_Trecho apresentado:_
════

Quase em seguida ao diagnóstico da doença, Steve descobre que a esposa, Michel, está grávida de algumas semanas. A partir desse ponto pegue o lenço e prepare sua emoção. Não vão faltar motivos para você se emocionar com a luta de Steve. Mas ao contrário dos blockbuster hollywoodianos esse documentário não foi pensado para você ou para mim, ele é todo feito para Rivers, filho, que ainda não havia nascido, de Steve e a Michel.
Com uma estimativa de vida entre dois e quatro anos, Steve, passa a criar um diário na internet, onde posta vídeos, para que seu filho possa assistir futuramente e perceber toda a importância que teve, ainda que indiretamente, na luta do pai contra a doença.
A doença a princípio não o abala o ex atleta. Com a ajuda de Michel, ele ainda tenta manter a mesma rotina. Viajando e fazendo o possível para se divertir com os amigos. É durante a gestação de Michel, que podemos acompanhar como a Esclerose age no corpo de Steve. Os sintomas começam a provocar tensão em que assiste. A dificuldade de locomoção e a dificuldade para fala, tudo isso em menos de nove meses. Causa uma empatia com o sofrimento dos personagens.
A luta do ex atleta, chama a atenção da mídia. Ele então decide fundar a Fundação Steve Gleason, para auxiliar pessoas com a mesma doença. Steve passa a se dedicar cada vez mais a fundação, recebendo apoio de várias pessoas e cobrando do Estado tratamento para os portadores da ELA. A medida que a gravidez de Michel avança, Steve se mostra mais determinado a lutar pela vida, para ter a oportunidade de conhecer o filho.

════

_Trechos de dados:_
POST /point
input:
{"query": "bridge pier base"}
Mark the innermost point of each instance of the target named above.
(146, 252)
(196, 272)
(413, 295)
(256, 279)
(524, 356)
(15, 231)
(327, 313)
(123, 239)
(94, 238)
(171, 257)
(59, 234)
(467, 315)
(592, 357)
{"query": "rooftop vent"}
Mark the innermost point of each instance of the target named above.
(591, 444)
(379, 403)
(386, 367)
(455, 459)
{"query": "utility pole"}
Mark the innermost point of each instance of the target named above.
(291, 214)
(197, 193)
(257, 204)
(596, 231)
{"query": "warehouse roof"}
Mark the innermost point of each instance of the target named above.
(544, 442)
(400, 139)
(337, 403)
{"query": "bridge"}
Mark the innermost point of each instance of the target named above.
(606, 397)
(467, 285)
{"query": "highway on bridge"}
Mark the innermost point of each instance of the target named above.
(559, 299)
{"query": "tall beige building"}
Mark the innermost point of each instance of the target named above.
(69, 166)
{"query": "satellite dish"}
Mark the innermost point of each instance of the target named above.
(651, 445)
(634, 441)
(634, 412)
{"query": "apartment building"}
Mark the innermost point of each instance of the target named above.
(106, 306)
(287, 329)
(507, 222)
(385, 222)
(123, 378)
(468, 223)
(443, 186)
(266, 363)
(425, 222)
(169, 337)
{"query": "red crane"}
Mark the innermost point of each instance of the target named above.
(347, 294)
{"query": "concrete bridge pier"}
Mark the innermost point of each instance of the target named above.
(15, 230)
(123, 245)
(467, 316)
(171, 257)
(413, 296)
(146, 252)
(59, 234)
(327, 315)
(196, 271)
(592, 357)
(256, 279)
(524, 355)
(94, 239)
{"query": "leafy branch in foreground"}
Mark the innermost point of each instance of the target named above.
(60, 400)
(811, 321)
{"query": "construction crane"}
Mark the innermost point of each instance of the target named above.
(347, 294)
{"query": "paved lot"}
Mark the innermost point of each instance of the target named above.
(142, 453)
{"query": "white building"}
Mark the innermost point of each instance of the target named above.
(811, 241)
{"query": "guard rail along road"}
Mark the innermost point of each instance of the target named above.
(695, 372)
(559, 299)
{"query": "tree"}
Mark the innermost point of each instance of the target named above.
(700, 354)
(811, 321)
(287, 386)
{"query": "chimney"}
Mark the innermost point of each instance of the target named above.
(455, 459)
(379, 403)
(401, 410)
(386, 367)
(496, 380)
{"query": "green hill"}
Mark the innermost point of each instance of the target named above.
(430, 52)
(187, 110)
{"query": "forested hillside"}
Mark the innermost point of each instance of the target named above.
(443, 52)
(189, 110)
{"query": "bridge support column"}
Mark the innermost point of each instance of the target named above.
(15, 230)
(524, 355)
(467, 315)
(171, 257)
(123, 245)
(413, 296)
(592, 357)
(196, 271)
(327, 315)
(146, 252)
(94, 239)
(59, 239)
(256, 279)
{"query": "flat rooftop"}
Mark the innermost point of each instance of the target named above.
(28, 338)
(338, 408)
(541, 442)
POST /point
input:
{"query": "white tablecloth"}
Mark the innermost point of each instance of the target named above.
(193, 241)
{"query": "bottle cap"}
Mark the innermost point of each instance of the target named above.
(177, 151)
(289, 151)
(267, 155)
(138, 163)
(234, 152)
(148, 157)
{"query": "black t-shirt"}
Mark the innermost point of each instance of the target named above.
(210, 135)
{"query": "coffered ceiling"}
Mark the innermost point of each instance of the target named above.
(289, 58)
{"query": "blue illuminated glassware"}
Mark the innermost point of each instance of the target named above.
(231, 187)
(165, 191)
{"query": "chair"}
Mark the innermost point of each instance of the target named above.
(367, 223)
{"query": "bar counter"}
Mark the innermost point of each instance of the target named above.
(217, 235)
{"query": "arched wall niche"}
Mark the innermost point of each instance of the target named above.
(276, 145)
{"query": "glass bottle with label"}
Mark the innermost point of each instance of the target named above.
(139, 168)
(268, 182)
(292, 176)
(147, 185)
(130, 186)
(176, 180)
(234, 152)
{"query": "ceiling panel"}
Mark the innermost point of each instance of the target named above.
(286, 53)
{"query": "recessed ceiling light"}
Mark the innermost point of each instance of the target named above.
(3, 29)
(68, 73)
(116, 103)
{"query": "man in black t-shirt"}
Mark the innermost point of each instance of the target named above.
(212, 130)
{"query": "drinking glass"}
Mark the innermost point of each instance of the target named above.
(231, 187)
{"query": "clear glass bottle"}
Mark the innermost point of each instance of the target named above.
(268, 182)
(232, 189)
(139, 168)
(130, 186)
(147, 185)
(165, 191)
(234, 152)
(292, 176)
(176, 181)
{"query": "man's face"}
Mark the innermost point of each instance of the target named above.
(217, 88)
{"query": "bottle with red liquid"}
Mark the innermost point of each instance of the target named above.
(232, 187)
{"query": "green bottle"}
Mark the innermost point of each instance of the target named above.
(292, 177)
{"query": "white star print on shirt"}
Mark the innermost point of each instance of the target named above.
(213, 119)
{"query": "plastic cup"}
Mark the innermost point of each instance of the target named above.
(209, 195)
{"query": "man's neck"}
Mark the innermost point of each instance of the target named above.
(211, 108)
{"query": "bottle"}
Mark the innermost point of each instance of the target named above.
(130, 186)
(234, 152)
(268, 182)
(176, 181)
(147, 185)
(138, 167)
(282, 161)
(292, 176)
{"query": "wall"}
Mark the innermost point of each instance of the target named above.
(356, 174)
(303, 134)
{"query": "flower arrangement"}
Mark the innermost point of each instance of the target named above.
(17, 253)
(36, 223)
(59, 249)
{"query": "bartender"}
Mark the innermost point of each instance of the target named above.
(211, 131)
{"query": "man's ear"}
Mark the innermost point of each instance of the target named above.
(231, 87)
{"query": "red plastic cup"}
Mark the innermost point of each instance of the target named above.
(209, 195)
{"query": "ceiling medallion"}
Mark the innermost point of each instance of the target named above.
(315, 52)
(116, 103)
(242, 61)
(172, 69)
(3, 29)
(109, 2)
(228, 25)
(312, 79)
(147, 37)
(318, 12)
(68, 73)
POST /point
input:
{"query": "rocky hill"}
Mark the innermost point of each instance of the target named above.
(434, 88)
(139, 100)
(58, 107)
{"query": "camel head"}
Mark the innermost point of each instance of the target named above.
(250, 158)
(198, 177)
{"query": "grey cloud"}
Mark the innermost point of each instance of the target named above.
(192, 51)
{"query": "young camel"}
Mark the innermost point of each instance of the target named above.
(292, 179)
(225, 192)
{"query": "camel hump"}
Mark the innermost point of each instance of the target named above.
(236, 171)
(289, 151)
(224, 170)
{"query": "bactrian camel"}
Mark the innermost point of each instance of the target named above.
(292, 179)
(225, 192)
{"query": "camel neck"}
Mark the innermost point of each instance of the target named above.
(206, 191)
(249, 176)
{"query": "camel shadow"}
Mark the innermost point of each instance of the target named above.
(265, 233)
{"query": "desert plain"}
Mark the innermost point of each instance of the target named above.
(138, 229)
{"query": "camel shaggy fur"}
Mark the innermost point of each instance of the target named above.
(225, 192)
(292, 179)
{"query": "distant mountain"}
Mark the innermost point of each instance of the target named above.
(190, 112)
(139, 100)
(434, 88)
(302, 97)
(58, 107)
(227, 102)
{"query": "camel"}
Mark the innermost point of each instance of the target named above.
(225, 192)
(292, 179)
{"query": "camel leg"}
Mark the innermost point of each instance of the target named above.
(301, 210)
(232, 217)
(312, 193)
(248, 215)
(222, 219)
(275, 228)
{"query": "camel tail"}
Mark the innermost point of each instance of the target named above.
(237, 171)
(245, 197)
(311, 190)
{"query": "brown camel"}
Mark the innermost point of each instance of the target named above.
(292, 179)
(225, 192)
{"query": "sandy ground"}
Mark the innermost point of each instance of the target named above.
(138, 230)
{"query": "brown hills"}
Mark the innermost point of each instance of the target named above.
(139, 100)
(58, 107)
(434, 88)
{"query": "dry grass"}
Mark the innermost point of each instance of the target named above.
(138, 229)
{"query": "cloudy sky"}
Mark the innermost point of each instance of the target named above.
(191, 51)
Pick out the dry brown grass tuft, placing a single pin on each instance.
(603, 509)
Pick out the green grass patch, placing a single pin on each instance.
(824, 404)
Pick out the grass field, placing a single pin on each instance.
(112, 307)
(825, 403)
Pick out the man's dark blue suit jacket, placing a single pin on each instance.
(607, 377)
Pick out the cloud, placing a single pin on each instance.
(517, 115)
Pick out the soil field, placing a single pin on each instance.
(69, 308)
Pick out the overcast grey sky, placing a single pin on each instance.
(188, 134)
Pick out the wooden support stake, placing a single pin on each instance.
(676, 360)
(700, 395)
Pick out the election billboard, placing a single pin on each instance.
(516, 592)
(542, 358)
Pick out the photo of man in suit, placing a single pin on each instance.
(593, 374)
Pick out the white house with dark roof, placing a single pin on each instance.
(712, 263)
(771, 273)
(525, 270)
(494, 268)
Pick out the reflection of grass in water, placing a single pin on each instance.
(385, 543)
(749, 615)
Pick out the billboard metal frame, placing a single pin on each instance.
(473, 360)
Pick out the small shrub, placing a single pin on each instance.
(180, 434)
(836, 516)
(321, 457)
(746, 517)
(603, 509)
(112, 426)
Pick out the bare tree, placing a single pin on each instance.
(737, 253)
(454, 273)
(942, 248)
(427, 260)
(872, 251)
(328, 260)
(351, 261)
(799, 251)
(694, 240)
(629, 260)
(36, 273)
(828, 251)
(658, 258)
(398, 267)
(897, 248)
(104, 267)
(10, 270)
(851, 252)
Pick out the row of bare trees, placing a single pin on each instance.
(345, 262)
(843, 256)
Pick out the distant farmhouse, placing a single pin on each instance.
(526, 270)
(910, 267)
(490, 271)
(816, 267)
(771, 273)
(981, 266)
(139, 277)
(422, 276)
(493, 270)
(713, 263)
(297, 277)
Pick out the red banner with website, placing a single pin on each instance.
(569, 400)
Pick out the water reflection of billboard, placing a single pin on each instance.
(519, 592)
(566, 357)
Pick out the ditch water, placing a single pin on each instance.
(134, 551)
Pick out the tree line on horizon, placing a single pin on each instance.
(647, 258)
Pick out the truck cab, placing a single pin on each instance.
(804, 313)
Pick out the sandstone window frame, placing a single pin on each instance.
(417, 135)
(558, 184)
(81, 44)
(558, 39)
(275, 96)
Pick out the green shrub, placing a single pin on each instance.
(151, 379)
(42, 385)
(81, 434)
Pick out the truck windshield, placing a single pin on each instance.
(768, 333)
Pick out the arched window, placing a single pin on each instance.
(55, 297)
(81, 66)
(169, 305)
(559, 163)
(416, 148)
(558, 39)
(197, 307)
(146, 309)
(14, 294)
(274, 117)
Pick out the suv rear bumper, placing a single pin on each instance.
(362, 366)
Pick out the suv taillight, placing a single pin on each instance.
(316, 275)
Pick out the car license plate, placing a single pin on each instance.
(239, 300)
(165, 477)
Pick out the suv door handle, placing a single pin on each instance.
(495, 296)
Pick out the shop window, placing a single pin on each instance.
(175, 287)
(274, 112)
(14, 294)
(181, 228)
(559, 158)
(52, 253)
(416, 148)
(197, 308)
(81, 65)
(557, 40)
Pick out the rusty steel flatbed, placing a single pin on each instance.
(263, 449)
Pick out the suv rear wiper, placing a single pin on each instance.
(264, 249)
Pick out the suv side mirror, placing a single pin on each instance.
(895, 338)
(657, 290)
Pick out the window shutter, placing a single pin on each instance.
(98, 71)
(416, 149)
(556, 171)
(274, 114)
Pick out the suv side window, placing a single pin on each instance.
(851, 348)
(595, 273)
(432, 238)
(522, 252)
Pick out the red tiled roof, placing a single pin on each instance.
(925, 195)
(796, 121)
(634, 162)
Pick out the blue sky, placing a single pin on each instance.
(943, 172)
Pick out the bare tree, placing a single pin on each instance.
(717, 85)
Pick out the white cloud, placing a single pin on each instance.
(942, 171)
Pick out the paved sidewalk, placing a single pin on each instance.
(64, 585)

════

_Instruções do exercício:_
#1 Reescreva em forma de lista, mantendo os fatos principais, o parágrafo do trecho sobre a luta de Steve Gleason que começa com "A luta do ex atleta".
#2 Escreva a continuação do trecho sobre a luta de Steve Gleason, começando logo após a última frase apresentada.
Os dados não têm relação com o trecho sobre a luta de Steve Gleason.

_Respostas por tarefa:_
#1
- A luta de Steve chama a atenção da mídia.
- Ele funda a Fundação Steve Gleason para auxiliar pessoas com a mesma doença.
- Dedica-se cada vez mais à fundação, recebe apoio de várias pessoas e cobra do Estado tratamento para os portadores de ELA.
- Com o avanço da gravidez de Michel, Steve fica mais determinado a lutar pela vida para conhecer o filho.

#2
O documentário é realizado basicamente com os registros de Steve. Em quase todos os vídeos ele está falando para Rivers. Há outros depoimentos que se misturam aos vídeos. Porém, sem dúvida, o diferencial desse filme é a exposição dos personagens principais. Não é só dele o filme. A luta, ali, não é única. Todos os familiares, em especial a esposa e o pai de Steve, estão expostos. Em vários momentos parecem esquecer que estão sendo filmados e dividem de maneira muito franca, muito honesta o sofrimento deles.
Steve ciente dos estágios da sua doença, aproveita o tempo para ficar mais próximo a família. A aproximação com o pai rende cenas emocionantes. A vontade de ajustar pontos de vista divergentes, como por exemplo, formas de ver o mundo, formas de expressar a fé, formas de perceber Deus, criam cenas cheias de emoção.
Conforme o tempo passa e o, aparente, esquecimento das câmeras evidenciam o amadurecimento da família, que parece cada vez mais esgotada com toda exposição e com os efeitos da doença no cotidiano deles.
Lançado em 2016 o documentário já participou de alguns festivais. O longa venceu o Prêmio do Público no SXSW Film Festival 2016, além de ter concorrido no Festival de Sundance (2016), ao Grande Prêmio do Júri. Clay Tweel assina a direção e assina o roteiro desse documentário.
A câmera registra toda a escassez de perspectivas na melhora de Steve. O desespero. A falta da fala. O medo. Está tudo registrado. O despudor em revelar a dor, ao mesmo tempo em que luta para encorajar outras pessoas é o principal atrativo do documentário. A luta do ex atleta é um documento real do sofrimento de milhares de pessoas pelo mundo, que estão nesse momento perdendo suas falas e seus movimentos. “A luta de Steve” é um filme que merece ser visto, embora, não tenha sido pensado para nenhum de nós.